Problem details.
Transcribe the records below exactly as they appear.

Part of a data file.
-- BEGIN --

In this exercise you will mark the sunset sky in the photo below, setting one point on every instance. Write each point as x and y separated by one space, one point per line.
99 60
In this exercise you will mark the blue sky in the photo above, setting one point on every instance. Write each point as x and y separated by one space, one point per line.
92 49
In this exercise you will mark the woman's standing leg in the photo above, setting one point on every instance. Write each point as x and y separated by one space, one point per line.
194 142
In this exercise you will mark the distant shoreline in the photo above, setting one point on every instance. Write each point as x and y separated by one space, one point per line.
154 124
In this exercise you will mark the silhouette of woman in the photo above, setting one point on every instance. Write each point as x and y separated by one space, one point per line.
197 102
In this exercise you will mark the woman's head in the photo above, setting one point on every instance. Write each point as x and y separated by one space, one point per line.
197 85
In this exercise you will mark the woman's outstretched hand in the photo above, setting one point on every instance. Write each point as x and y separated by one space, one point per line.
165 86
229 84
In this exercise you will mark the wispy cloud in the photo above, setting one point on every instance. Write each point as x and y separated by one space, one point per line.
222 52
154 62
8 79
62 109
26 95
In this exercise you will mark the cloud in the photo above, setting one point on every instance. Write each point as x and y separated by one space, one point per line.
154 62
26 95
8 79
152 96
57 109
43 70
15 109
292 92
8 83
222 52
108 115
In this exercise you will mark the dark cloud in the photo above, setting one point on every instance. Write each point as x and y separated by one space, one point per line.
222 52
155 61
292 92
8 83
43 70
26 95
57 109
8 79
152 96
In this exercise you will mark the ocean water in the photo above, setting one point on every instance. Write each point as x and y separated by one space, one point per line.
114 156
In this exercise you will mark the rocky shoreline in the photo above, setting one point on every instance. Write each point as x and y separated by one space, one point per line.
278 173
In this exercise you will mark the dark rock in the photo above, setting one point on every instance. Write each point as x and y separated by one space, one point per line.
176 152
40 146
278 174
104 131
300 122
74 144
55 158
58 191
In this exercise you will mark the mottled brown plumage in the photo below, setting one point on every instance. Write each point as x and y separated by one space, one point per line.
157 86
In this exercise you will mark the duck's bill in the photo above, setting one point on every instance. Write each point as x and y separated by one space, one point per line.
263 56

-- END --

Written reply.
In this exercise you will mark the sunset sky in the photo below, setting one point on every instance. Write each point as x and y separated by one space, one point per line.
99 60
In this exercise you will mark the blue sky in the photo above, setting one point on every instance. Write each point as x and y separated by one space, one point per line.
92 49
In this exercise you will mark the woman's standing leg in the photo above, setting one point on every instance. Write each point as x and y separated by one space, one point per line.
194 142
In this exercise you will mark the distant shoreline in the photo above, setting one point on every instance. Write each point as x and y separated by one space, one point per line.
154 124
In this exercise you will mark the silhouette of woman in the photo above, setting one point on every instance. Write each point as x and y separated by one space, one point per line.
197 102
In this exercise you will mark the woman's head in the photo above, setting one point on every instance. Write each point as x and y separated by one space, one point per line.
197 85
In this exercise you will mark the woman's outstretched hand in the photo above, setting one point on every instance. Write each point as x and y separated by one space, one point per line.
165 86
229 84
In this exercise you will mark the wispy cloud in the photo above, setting one point on every instance. Write each point as x and y separated by one space, one point per line.
222 52
154 62
8 79
62 109
26 95
In this exercise you will mark the cloud in the photo above, setting one point on every instance. Write each point as x and y separated by one space, one point per line.
154 62
26 95
8 79
152 96
57 109
43 70
15 109
292 92
8 83
222 52
108 115
In this exercise you will mark the dark cloud in the photo above, setting one point on every instance. Write each point as x and y separated by one space, one point per line.
222 52
155 61
292 92
8 83
43 70
26 95
57 109
8 79
152 96
In this exercise you will mark the ocean water in the photo above, setting one point on every instance. Write each point as x and y separated by one space, one point per line.
114 156
In this exercise you will mark the rocky shoreline in the photo above, setting one point on every instance. Write each point as x and y separated by one space, one point per line.
278 173
In this exercise you will mark the dark rock in the photo above, setting one point on every instance. Write each point as x and y separated by one space, one point per line.
176 152
40 146
278 174
104 131
300 122
74 144
55 158
58 191
In this exercise you will mark the mottled brown plumage in the photo below, setting one point on every instance. Write each point as x and y separated by one space, one point per line.
157 86
In this exercise you will mark the duck's bill in the photo above, setting one point on every instance. Write each point as x and y separated by one space, one point per line.
263 56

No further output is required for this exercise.